-- To be done --
Reproduce verbatim the lines of the items below, from the line holding "Point out every instance of the reindeer in" through the line holding "x=297, y=72", both included.

-- Records shown --
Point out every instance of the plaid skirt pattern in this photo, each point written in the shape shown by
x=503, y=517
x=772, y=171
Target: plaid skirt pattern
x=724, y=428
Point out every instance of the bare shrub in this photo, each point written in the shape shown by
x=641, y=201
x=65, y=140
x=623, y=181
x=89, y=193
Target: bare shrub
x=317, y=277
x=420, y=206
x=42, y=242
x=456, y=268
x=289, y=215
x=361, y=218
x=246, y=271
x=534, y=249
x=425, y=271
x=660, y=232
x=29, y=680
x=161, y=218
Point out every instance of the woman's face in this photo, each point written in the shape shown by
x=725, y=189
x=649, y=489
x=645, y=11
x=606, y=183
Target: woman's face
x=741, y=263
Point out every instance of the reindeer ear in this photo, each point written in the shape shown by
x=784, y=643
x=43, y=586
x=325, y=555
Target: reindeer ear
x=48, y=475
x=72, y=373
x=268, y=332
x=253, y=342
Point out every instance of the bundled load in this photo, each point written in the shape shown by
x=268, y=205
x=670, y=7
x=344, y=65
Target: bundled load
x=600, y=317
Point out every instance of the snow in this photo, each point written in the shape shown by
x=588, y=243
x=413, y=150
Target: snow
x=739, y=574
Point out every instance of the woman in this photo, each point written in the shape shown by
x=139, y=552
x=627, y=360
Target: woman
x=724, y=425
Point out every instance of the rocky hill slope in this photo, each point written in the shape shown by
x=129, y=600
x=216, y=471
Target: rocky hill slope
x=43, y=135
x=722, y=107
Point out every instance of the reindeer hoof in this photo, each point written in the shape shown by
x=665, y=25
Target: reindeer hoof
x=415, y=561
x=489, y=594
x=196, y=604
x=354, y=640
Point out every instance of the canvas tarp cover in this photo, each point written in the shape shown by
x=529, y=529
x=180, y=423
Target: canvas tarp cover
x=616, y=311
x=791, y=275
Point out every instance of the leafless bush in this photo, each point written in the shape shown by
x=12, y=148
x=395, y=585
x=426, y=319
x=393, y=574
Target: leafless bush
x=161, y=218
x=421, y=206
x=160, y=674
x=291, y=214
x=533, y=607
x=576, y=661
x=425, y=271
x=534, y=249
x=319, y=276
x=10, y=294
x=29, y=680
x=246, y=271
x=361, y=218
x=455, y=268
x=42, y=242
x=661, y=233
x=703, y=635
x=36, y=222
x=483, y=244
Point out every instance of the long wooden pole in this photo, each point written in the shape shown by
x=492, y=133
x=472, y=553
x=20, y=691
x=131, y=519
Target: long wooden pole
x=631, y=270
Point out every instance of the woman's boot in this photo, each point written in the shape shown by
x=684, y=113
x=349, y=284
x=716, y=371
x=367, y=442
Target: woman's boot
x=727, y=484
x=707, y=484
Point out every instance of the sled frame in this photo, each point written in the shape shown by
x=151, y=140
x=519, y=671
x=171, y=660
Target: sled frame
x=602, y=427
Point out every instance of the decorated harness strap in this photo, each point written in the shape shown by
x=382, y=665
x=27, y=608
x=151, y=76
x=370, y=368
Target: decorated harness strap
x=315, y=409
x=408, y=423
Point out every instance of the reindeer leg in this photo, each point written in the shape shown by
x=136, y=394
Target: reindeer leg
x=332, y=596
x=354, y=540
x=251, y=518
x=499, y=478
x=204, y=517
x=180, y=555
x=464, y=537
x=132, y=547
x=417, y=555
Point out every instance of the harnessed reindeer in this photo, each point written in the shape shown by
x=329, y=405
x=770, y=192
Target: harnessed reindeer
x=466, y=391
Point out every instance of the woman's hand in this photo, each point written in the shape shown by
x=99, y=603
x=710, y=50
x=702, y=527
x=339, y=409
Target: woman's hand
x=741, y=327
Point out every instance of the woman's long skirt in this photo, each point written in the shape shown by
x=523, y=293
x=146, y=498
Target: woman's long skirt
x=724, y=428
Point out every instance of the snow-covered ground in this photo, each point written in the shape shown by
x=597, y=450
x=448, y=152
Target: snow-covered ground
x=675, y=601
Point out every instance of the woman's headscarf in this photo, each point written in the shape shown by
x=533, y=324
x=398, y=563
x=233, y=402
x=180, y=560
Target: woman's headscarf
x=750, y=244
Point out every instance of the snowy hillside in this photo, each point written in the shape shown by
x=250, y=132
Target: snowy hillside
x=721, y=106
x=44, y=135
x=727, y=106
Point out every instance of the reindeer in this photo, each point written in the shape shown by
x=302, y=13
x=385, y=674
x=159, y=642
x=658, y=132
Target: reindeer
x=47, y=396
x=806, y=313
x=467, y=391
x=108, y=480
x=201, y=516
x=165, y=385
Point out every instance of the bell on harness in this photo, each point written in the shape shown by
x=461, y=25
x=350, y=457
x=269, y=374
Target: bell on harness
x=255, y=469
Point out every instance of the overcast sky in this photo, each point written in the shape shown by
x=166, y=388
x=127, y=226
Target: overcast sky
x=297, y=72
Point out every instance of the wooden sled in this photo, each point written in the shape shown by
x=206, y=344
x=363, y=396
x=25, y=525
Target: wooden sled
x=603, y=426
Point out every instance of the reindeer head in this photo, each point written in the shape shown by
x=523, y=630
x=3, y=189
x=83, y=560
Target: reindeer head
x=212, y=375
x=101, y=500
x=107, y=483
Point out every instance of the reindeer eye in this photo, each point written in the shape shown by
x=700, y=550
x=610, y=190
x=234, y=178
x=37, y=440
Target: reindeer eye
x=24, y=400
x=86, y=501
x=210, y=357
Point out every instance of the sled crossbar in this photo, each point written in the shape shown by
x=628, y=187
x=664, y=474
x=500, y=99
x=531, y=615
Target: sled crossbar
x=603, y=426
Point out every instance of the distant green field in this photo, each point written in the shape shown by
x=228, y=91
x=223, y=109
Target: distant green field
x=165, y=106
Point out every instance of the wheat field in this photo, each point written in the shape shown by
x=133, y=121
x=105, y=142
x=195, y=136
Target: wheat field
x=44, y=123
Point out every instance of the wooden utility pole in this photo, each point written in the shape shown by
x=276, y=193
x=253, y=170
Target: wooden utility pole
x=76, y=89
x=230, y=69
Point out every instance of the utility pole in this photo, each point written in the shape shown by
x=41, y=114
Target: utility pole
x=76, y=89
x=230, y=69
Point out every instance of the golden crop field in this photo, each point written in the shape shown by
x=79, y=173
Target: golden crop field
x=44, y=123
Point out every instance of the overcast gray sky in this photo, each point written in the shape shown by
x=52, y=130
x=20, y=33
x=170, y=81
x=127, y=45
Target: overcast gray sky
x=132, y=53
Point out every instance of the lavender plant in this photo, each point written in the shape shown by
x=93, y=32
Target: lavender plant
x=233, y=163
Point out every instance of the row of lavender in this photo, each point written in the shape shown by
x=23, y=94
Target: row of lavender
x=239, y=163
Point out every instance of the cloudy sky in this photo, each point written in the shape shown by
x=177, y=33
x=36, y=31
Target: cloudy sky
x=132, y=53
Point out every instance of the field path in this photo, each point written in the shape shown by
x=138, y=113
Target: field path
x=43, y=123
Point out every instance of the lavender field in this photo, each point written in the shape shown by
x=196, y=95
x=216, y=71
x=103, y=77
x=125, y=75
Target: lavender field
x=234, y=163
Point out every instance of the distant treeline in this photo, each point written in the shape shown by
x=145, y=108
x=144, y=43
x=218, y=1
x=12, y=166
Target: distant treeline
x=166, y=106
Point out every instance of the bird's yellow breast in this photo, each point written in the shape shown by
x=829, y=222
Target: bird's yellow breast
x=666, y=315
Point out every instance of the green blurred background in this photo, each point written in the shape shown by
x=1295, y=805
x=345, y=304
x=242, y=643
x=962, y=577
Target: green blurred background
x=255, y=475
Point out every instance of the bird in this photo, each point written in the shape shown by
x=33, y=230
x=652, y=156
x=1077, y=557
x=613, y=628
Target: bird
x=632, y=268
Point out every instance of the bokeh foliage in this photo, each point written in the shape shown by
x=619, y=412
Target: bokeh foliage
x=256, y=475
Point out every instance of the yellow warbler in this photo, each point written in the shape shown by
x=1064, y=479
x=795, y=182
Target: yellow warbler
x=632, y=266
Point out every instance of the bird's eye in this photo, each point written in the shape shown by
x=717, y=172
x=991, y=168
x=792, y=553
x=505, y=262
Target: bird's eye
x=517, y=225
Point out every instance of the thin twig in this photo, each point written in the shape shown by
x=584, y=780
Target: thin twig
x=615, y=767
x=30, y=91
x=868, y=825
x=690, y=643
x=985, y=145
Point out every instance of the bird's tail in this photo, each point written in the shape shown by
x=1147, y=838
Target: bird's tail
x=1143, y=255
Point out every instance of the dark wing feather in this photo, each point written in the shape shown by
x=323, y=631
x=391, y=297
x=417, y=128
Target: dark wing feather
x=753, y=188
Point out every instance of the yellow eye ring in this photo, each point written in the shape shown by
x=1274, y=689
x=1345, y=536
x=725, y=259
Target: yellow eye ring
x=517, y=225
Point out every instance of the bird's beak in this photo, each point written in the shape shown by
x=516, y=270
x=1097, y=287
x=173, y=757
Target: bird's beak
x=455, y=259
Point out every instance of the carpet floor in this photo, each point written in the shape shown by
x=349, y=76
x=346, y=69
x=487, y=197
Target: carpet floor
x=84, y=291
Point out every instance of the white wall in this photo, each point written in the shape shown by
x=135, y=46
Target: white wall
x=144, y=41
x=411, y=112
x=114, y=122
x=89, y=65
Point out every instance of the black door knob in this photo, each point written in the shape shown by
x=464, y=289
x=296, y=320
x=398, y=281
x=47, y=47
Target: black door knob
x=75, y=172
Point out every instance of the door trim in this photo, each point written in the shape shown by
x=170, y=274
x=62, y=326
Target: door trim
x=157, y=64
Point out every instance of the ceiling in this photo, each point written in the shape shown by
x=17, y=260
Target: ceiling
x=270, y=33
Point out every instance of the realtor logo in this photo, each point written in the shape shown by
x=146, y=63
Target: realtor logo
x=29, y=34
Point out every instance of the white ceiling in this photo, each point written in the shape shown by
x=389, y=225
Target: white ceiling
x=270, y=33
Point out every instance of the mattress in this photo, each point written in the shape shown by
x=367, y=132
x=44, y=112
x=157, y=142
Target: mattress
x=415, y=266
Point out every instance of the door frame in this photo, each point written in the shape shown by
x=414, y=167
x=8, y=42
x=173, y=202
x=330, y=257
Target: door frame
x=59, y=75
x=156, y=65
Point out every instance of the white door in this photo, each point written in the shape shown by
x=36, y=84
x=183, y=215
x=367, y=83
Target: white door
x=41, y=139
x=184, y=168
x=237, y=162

-- Full output --
Point out every instance of the reindeer in this photo, each point written in the shape shown by
x=302, y=13
x=385, y=674
x=159, y=642
x=658, y=132
Target: reindeer
x=47, y=396
x=806, y=313
x=467, y=391
x=108, y=480
x=201, y=516
x=165, y=385
Point out every instance of the bell on harness in this photo, each point written in the shape shown by
x=461, y=25
x=350, y=457
x=269, y=374
Target: bell on harness
x=255, y=469
Point out every instance of the overcast sky in this photo, each point written in the shape shown by
x=166, y=388
x=127, y=226
Target: overcast sky
x=297, y=72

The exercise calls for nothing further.